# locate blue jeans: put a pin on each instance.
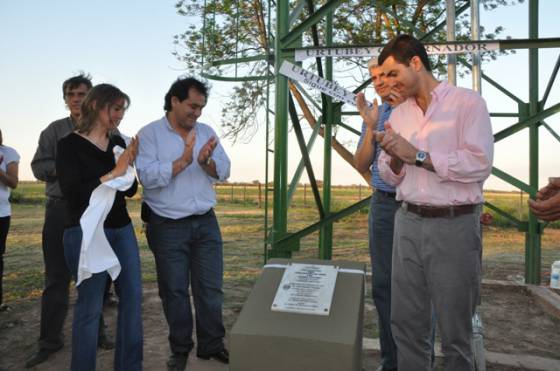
(189, 251)
(381, 226)
(89, 305)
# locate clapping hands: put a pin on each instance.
(546, 206)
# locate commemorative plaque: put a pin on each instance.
(304, 315)
(306, 288)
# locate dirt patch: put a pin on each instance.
(513, 323)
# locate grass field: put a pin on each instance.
(242, 223)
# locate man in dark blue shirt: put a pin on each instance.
(381, 217)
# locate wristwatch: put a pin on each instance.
(420, 158)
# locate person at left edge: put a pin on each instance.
(9, 161)
(85, 160)
(54, 300)
(179, 159)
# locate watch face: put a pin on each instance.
(420, 157)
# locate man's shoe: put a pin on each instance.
(381, 368)
(103, 342)
(177, 362)
(221, 356)
(110, 301)
(40, 356)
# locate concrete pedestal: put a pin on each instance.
(262, 339)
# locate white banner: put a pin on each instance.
(330, 88)
(302, 54)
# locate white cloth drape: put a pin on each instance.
(96, 254)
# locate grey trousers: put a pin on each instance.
(435, 260)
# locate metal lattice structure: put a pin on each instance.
(286, 39)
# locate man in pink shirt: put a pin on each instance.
(437, 151)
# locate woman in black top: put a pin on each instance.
(85, 160)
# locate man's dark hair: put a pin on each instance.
(75, 81)
(180, 89)
(403, 48)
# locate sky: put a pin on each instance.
(130, 43)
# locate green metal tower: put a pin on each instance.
(286, 38)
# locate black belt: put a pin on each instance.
(427, 211)
(386, 194)
(146, 213)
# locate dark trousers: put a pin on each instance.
(381, 226)
(187, 252)
(436, 266)
(54, 302)
(4, 227)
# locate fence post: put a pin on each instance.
(260, 195)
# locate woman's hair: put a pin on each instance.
(100, 97)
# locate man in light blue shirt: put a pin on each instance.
(178, 161)
(381, 217)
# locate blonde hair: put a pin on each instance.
(372, 63)
(99, 97)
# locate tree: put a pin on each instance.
(236, 28)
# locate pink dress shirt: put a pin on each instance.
(457, 133)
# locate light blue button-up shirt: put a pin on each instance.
(190, 192)
(376, 181)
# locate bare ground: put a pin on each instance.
(513, 324)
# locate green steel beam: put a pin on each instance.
(254, 58)
(307, 95)
(349, 128)
(309, 167)
(550, 82)
(293, 238)
(551, 131)
(522, 226)
(299, 170)
(513, 181)
(297, 31)
(504, 114)
(438, 27)
(543, 43)
(532, 236)
(233, 78)
(280, 210)
(491, 81)
(325, 235)
(530, 121)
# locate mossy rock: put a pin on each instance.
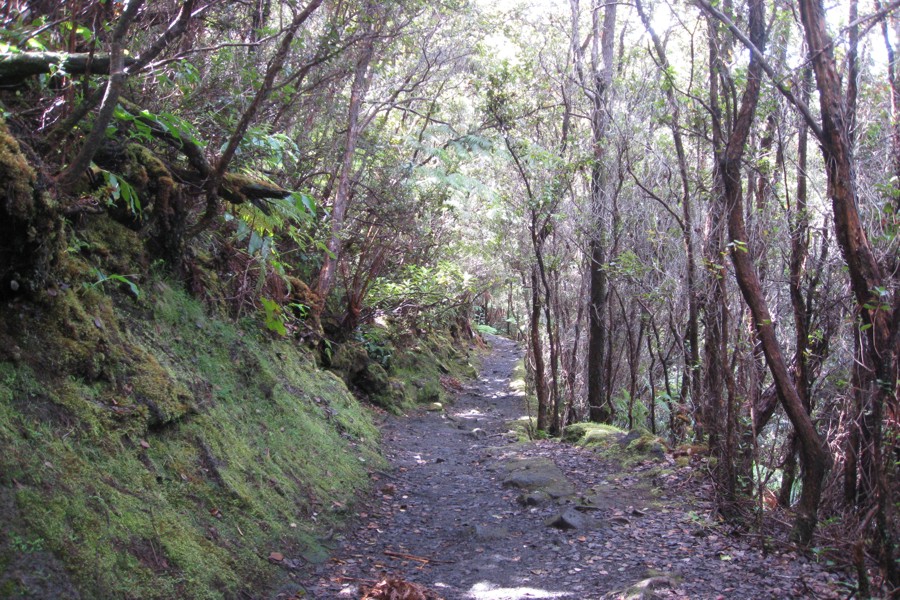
(592, 434)
(635, 445)
(163, 448)
(31, 227)
(348, 361)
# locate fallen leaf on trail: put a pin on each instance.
(394, 588)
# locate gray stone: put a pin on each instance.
(535, 498)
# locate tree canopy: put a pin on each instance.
(688, 209)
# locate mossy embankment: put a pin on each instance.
(150, 449)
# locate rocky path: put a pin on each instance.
(471, 514)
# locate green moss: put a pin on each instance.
(166, 452)
(17, 175)
(592, 434)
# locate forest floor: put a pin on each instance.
(469, 512)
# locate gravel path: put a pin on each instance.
(445, 517)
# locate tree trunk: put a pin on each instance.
(813, 453)
(540, 375)
(600, 408)
(879, 312)
(361, 80)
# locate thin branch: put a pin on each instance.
(776, 80)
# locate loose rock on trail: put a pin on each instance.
(469, 513)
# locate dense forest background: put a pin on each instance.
(688, 209)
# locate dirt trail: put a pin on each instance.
(446, 517)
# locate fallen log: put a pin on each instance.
(16, 67)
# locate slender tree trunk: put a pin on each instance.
(597, 87)
(878, 306)
(73, 172)
(361, 81)
(540, 375)
(813, 453)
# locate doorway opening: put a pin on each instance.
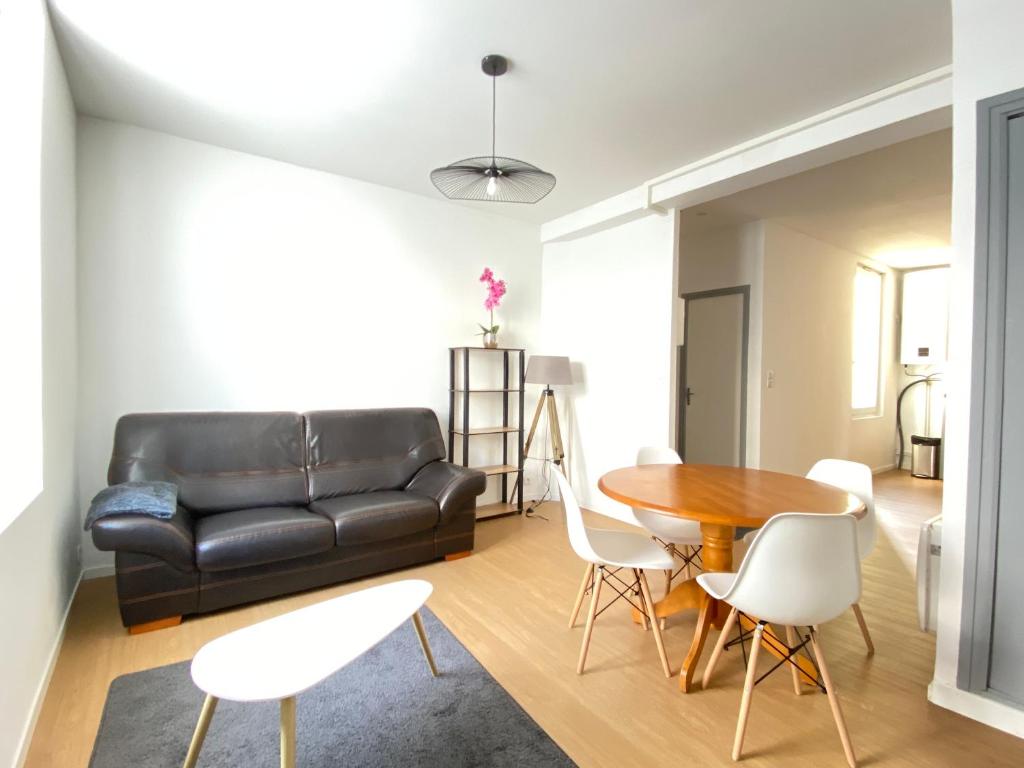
(713, 368)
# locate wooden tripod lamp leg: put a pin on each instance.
(422, 634)
(557, 450)
(288, 732)
(205, 716)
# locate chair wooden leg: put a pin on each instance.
(744, 702)
(205, 716)
(844, 735)
(863, 629)
(791, 639)
(639, 595)
(598, 578)
(424, 643)
(587, 577)
(723, 638)
(654, 625)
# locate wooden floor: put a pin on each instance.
(508, 604)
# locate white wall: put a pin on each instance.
(607, 304)
(211, 279)
(808, 321)
(39, 564)
(987, 59)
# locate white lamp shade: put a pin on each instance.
(544, 369)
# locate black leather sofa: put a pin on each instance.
(273, 503)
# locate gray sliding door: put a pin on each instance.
(1006, 674)
(991, 658)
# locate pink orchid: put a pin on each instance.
(496, 290)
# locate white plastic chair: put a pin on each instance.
(680, 537)
(801, 570)
(853, 478)
(606, 552)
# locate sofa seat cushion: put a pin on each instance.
(365, 518)
(255, 537)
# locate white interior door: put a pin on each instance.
(713, 389)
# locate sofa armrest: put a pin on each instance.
(171, 540)
(451, 485)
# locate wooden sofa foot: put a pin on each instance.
(160, 624)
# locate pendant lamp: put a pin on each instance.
(493, 178)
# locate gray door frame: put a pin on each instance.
(744, 292)
(985, 435)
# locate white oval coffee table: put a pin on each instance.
(274, 659)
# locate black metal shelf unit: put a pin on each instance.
(461, 397)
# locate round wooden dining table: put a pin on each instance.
(720, 499)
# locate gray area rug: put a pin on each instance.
(383, 710)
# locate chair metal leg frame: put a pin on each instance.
(624, 592)
(744, 702)
(751, 680)
(603, 576)
(785, 650)
(688, 559)
(844, 734)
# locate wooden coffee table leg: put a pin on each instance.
(288, 732)
(421, 633)
(205, 716)
(716, 556)
(709, 610)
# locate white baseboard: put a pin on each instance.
(978, 707)
(22, 754)
(96, 571)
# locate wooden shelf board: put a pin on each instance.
(496, 510)
(494, 349)
(486, 430)
(497, 469)
(484, 390)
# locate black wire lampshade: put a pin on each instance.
(493, 178)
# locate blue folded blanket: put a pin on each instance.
(155, 499)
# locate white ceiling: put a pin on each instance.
(892, 205)
(603, 93)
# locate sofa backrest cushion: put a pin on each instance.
(220, 461)
(357, 452)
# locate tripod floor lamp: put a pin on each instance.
(549, 371)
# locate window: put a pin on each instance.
(866, 340)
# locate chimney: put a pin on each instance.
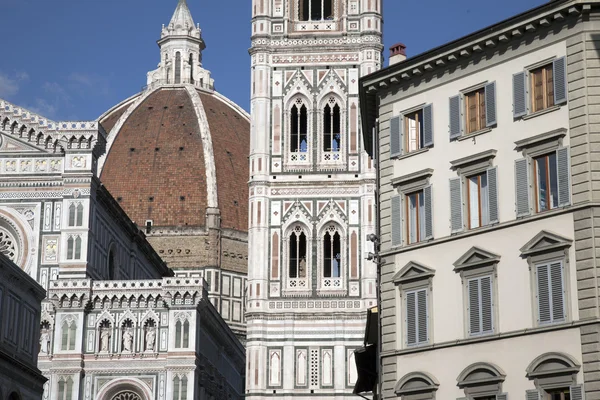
(397, 53)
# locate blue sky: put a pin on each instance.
(74, 59)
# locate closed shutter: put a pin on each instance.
(428, 125)
(519, 94)
(395, 136)
(577, 392)
(411, 318)
(532, 395)
(455, 117)
(490, 104)
(564, 178)
(456, 221)
(557, 292)
(428, 212)
(396, 220)
(522, 187)
(493, 194)
(560, 80)
(544, 315)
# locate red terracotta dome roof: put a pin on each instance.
(174, 152)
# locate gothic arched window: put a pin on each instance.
(332, 253)
(299, 129)
(178, 67)
(331, 127)
(297, 253)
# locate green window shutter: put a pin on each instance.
(395, 136)
(564, 177)
(493, 194)
(490, 104)
(428, 125)
(560, 80)
(522, 187)
(520, 94)
(427, 200)
(456, 220)
(455, 117)
(396, 214)
(577, 392)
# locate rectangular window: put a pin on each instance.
(546, 182)
(480, 307)
(475, 110)
(417, 330)
(477, 200)
(542, 87)
(413, 126)
(550, 292)
(415, 217)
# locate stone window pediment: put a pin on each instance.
(545, 242)
(475, 257)
(411, 272)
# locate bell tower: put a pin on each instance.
(311, 195)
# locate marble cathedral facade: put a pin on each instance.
(311, 196)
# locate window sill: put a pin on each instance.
(412, 153)
(474, 134)
(541, 112)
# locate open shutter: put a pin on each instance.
(557, 292)
(428, 212)
(411, 318)
(522, 187)
(456, 221)
(396, 220)
(428, 125)
(474, 307)
(577, 392)
(423, 330)
(560, 80)
(455, 117)
(490, 104)
(487, 306)
(519, 94)
(395, 136)
(564, 178)
(493, 194)
(544, 315)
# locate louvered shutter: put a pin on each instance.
(456, 220)
(519, 94)
(428, 125)
(522, 187)
(560, 80)
(411, 318)
(564, 178)
(395, 136)
(493, 194)
(474, 307)
(544, 315)
(487, 305)
(532, 395)
(557, 292)
(577, 392)
(423, 330)
(428, 212)
(396, 220)
(455, 117)
(490, 104)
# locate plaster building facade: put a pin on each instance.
(20, 309)
(177, 163)
(488, 210)
(311, 196)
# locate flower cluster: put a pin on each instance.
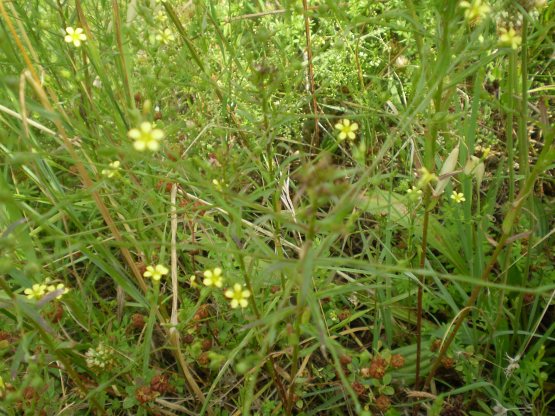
(146, 137)
(75, 36)
(38, 290)
(346, 129)
(458, 197)
(238, 295)
(156, 272)
(213, 277)
(165, 36)
(100, 357)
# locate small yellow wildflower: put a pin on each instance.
(213, 277)
(475, 11)
(161, 17)
(509, 38)
(238, 296)
(458, 197)
(113, 170)
(36, 291)
(156, 272)
(219, 184)
(59, 287)
(75, 36)
(426, 177)
(146, 137)
(414, 192)
(346, 129)
(165, 36)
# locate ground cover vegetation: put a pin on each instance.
(309, 207)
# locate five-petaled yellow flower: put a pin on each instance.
(59, 287)
(238, 296)
(426, 177)
(346, 129)
(458, 197)
(414, 192)
(165, 36)
(509, 38)
(113, 170)
(75, 36)
(156, 272)
(146, 137)
(475, 10)
(36, 291)
(213, 277)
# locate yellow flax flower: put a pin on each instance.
(75, 36)
(426, 177)
(146, 137)
(238, 296)
(165, 36)
(161, 17)
(475, 10)
(113, 170)
(193, 281)
(36, 291)
(59, 287)
(220, 185)
(414, 192)
(346, 129)
(213, 277)
(156, 272)
(458, 197)
(509, 38)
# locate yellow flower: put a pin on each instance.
(114, 169)
(426, 177)
(75, 36)
(346, 129)
(414, 192)
(146, 137)
(156, 272)
(36, 291)
(475, 10)
(161, 17)
(59, 287)
(238, 296)
(165, 36)
(213, 277)
(458, 197)
(219, 184)
(509, 38)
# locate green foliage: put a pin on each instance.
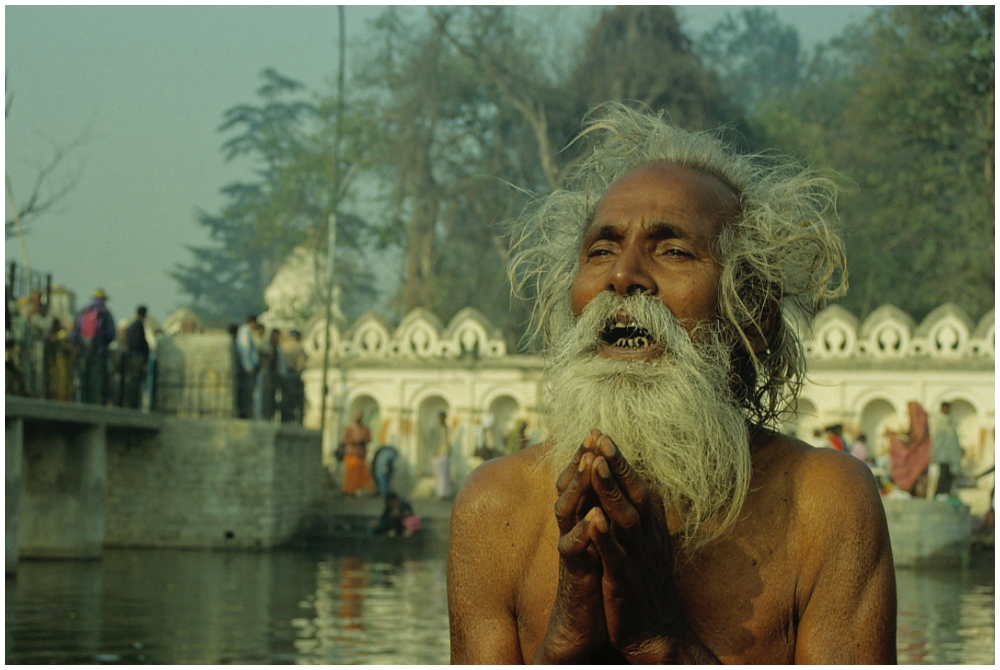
(902, 107)
(289, 142)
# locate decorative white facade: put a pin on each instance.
(861, 375)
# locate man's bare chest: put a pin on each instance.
(738, 596)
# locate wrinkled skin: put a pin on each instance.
(615, 594)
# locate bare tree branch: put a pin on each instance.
(53, 181)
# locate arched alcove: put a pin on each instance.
(371, 415)
(427, 419)
(877, 416)
(503, 408)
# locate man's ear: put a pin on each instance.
(762, 334)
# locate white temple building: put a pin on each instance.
(861, 375)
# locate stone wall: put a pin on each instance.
(927, 532)
(210, 483)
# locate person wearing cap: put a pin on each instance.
(93, 332)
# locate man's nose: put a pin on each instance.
(630, 274)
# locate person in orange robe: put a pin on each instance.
(357, 475)
(911, 454)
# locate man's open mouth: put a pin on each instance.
(622, 333)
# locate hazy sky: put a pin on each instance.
(152, 83)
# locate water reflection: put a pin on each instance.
(946, 616)
(384, 604)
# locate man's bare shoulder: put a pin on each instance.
(519, 484)
(814, 472)
(834, 496)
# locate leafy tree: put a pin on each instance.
(910, 122)
(757, 57)
(470, 105)
(288, 139)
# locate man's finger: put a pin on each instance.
(570, 504)
(567, 475)
(634, 487)
(575, 542)
(611, 551)
(621, 511)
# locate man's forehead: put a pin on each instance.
(656, 193)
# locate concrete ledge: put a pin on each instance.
(927, 532)
(72, 412)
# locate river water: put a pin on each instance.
(382, 604)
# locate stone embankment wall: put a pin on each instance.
(218, 483)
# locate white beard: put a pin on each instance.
(673, 418)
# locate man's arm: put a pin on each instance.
(644, 616)
(847, 595)
(481, 560)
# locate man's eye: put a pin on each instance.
(674, 251)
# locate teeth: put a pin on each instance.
(632, 342)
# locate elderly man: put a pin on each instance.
(665, 521)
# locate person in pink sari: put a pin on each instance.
(910, 453)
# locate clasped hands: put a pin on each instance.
(615, 596)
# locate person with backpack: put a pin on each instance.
(93, 332)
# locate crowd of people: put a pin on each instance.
(87, 359)
(268, 379)
(92, 358)
(924, 460)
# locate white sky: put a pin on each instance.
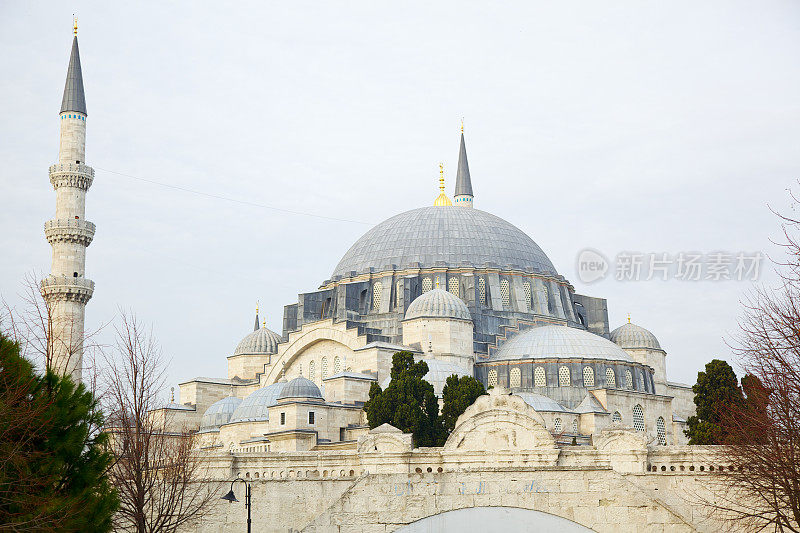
(648, 126)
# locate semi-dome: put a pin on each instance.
(261, 341)
(438, 303)
(540, 402)
(220, 412)
(632, 336)
(438, 372)
(255, 407)
(549, 342)
(444, 235)
(300, 387)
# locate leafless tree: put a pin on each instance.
(759, 486)
(161, 482)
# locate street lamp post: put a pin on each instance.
(230, 497)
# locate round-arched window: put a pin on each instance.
(588, 376)
(638, 418)
(539, 379)
(564, 377)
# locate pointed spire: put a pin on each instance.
(463, 195)
(74, 98)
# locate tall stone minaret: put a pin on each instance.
(67, 290)
(463, 196)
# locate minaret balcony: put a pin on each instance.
(68, 230)
(75, 289)
(71, 175)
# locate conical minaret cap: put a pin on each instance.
(463, 181)
(74, 98)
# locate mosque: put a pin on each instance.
(581, 430)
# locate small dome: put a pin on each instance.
(438, 303)
(300, 387)
(261, 341)
(553, 342)
(633, 336)
(540, 402)
(438, 372)
(255, 408)
(220, 412)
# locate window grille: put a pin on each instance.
(588, 376)
(539, 378)
(564, 377)
(505, 293)
(638, 418)
(377, 291)
(452, 287)
(611, 379)
(662, 431)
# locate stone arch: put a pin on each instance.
(494, 520)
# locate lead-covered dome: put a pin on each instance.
(560, 342)
(632, 336)
(261, 341)
(438, 372)
(220, 412)
(454, 236)
(438, 303)
(255, 407)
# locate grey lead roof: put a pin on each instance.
(74, 98)
(463, 181)
(443, 236)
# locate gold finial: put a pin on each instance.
(442, 199)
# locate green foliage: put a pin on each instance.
(716, 390)
(408, 403)
(54, 458)
(458, 394)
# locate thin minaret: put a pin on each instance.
(67, 290)
(463, 195)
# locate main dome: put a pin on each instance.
(456, 236)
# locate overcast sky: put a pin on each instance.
(639, 126)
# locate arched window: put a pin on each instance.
(526, 287)
(662, 431)
(638, 418)
(588, 376)
(377, 291)
(611, 379)
(505, 293)
(564, 377)
(539, 378)
(427, 284)
(452, 286)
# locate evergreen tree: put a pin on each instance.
(716, 390)
(53, 457)
(458, 394)
(408, 403)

*****

Objective ->
Scale the entries from the line holding "# locate lead-covered" through the end of the entries, inclusive: copy every line again, requests included, but multiply each point coordinate by 1.65 and round to the nearest whole number, with halves rounded up.

Task output ->
# locate lead-covered dome: put a pin on each instance.
(924, 564)
(1043, 554)
(431, 563)
(723, 614)
(363, 680)
(749, 389)
(723, 500)
(421, 672)
# locate grey lead roof: put a pin on each instance.
(122, 162)
(764, 299)
(731, 389)
# locate gold finial: put a pin on each instance.
(729, 328)
# locate green foliage: put a pin on each instance.
(1181, 644)
(673, 665)
(89, 756)
(756, 650)
# locate thin minaret: put a pin on each instance.
(111, 479)
(764, 322)
# locate main dome: put a pin on each instance.
(752, 389)
# locate overcast sky: put a pin on each instance.
(1054, 208)
# locate arched window: put a pin on each instance.
(868, 474)
(1092, 711)
(1053, 690)
(970, 620)
(622, 480)
(1008, 625)
(833, 483)
(931, 622)
(889, 624)
(705, 469)
(746, 472)
# locate evergreen tree: put a pin on each instance.
(1181, 644)
(87, 754)
(756, 650)
(673, 665)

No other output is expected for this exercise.